[Coordinate labeling data]
>> begin

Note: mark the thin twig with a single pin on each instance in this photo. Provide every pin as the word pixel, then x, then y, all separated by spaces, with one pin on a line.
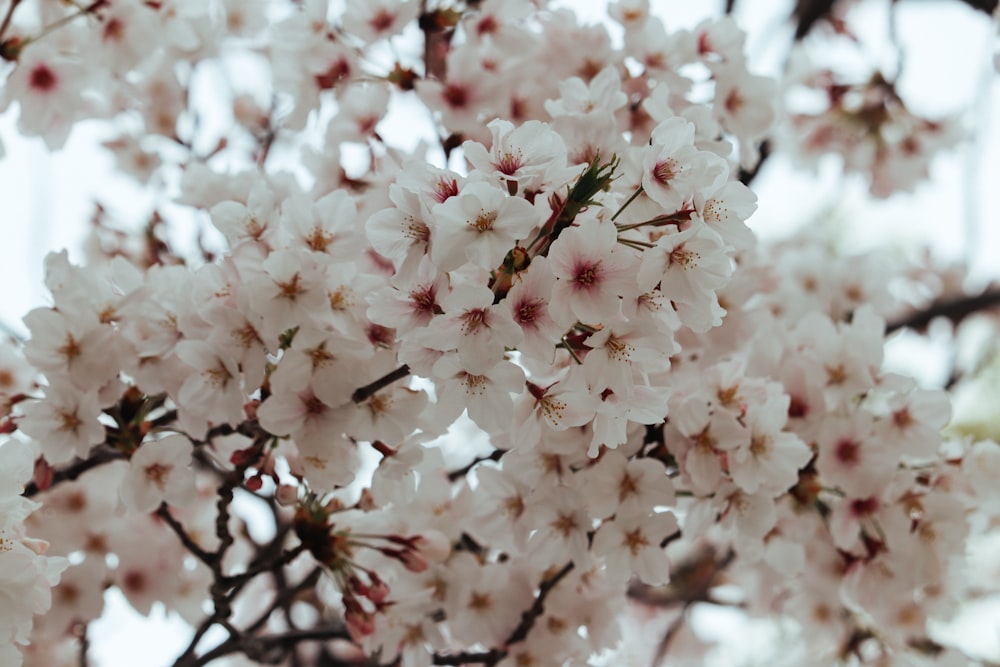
pixel 99 456
pixel 204 556
pixel 363 393
pixel 8 16
pixel 955 310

>> end

Exercise details
Copy the material above line for line, with no changes. Leave the pictures out.

Task answer
Note: mark the thin twig with a single pin on each instance in this photo. Provide every pin as the word pixel, then x, then y, all separated by spaces, with one pin on a line.
pixel 99 456
pixel 204 556
pixel 363 393
pixel 8 16
pixel 955 310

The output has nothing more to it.